**Text segment**
A little over a month ago, I did something that felt unusual and unnerving, especially for a workaholic like myself. I took a Sabbath. No, not one of those yearlong ones during which I’d don a robe and check into a monastery. Just a half-day one. Having recently wrapped up a tiring year teaching English at a university in China, and anticipating a hectic few months ahead, I took the liberty of camping out at a nearby Starbucks one afternoon with my Bible, journal, and a seasonal beverage in hand, and occupied the most remote table for some much-needed one-on-one time with God. My soul had become dry, my body worn out, and my energy meter on empty. I had mastered the art of staying busy while neglecting my soul.
As a cross-cultural worker involved with a church in a fast-paced metropolis in China, I have been blessed with bountiful opportunities to serve, but at times I overlook my need for physical and spiritual rest. As I looked ahead to my upcoming commitments, I knew I would be stretched thin and very much needed to refocus and refuel.
During this Sabbath, the fifth chapter of the gospel of John came into focus. The scene takes place in Jerusalem during a feast of the Jews. Jesus passes by a lame man who has lain by a healing pool for thirty-eight years, waiting for his opportunity to get into the water and be healed. When Jesus sees him, He asks, “Do you want to be healed?”
In our contemporary context, I think the question could have been any of the following: Do you want to follow me in your workplace or school place? Do you want to surrender your anxieties and follow me with all your heart, soul, mind, and strength? or Do you want to stop being constantly busy and instead find rest for your body and soul? It was a direct yes-no question seeking a direct answer.
Instead, the invalid man replies, “Sir, I have no one to put me into the pool when the water is stirred up, and while I am going another steps down before me.”
I am amused by his reply because it’s how I often reply when Jesus asks something of me. Instead of answering Jesus’ question, the lame man offers an excuse to validate his state of being. His reply underestimates Jesus’s power to change his circumstance. Jesus did not ask for an excuse! He simply asked for the man’s willingness to surrender his own efforts to allow Jesus to work. “Do you want to be healed?”

**Raw records**
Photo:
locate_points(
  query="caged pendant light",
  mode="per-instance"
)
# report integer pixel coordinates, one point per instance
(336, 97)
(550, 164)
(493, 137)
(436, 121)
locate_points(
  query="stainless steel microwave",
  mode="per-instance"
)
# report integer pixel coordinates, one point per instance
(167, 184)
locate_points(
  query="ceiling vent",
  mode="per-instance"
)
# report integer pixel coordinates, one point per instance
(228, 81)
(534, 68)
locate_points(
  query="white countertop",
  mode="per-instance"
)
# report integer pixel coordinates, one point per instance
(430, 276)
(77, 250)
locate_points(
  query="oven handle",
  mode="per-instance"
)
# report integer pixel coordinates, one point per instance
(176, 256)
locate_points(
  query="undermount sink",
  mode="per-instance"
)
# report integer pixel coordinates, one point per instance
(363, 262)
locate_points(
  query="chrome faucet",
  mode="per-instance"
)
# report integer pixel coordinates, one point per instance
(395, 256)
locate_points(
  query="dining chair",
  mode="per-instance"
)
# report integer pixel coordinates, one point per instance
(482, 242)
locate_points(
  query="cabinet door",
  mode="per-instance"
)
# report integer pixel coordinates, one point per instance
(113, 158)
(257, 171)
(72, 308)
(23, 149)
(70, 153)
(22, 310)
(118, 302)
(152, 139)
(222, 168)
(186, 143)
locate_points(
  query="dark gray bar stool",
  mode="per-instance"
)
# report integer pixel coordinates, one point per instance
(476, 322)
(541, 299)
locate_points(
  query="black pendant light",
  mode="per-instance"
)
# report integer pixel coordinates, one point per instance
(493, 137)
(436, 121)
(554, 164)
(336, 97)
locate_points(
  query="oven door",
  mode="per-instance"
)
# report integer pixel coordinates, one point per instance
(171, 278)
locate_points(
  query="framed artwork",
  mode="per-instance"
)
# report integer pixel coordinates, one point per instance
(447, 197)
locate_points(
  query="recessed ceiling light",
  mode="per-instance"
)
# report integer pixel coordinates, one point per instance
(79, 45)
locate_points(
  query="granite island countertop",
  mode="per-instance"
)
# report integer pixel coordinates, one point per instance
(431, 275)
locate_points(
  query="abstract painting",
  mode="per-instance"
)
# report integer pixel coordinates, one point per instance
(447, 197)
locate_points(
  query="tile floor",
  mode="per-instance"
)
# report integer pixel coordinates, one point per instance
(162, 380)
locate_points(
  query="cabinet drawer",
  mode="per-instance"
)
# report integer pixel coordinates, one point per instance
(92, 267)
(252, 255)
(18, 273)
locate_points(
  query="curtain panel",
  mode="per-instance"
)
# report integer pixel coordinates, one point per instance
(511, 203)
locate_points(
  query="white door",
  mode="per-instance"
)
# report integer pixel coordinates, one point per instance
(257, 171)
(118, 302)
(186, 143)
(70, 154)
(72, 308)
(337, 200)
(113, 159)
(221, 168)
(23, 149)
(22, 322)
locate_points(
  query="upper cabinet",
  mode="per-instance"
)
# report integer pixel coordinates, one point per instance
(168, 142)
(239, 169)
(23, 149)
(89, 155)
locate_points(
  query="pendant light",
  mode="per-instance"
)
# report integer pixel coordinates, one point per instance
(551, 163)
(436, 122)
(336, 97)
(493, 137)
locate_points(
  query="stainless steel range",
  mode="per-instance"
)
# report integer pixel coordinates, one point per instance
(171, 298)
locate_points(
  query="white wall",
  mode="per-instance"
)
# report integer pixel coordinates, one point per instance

**To be done**
A. In the Sabbath reflection, how long had the lame man lain by the healing pool?
B. List everything the writer of the Sabbath reflection had in hand at the Starbucks table.

**Correct answers**
A. Thirty-eight years.

B. A Bible, a journal, and a seasonal beverage.